[[ Provided records open ]]
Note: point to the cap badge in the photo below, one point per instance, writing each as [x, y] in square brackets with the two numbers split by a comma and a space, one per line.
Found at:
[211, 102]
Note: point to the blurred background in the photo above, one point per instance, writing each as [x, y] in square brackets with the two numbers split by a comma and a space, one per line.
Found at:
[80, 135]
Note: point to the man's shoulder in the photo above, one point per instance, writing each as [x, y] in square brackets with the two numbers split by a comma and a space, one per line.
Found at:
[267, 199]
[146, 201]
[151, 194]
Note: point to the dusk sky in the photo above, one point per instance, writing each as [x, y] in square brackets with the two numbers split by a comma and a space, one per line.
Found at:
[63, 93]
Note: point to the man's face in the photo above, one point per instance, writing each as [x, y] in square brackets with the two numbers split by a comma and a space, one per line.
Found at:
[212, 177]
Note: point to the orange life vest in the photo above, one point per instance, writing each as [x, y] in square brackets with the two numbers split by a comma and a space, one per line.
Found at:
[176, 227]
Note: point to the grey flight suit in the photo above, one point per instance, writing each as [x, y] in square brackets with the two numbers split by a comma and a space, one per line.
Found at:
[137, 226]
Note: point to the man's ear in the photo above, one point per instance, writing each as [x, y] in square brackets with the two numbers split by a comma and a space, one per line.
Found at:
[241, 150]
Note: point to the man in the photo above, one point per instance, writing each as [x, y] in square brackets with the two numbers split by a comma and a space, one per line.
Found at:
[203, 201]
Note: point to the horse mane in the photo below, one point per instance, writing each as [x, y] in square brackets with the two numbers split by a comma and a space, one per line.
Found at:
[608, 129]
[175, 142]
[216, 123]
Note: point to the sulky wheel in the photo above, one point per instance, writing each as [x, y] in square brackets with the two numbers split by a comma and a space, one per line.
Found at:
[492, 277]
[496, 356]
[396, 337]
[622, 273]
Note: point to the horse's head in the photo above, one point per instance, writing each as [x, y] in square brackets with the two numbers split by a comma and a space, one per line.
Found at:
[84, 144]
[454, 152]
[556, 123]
[[ Provided records closed ]]
**Exercise description:** Look above for the line holding "Note: point to the man's face" and the line holding "Note: point to the grey". Retype both, and every line between them, word for word and nothing else.

**Written answer:**
Note: point to the man's face in the photo above, one point per instance, writing each as [x, y] in square brackets with the two numbers split by a comma and a space, one per line.
Found at:
[212, 177]
Note: point to the orange life vest in the photo above, one point per instance, writing each as [x, y] in square brackets with the two numbers split by a comma and a space, one per line.
Found at:
[176, 227]
Note: point to the grey flight suit in the photo above, one point per instance, writing each as [x, y] in square brackets with the two numbers split by a comma and a space, one per line.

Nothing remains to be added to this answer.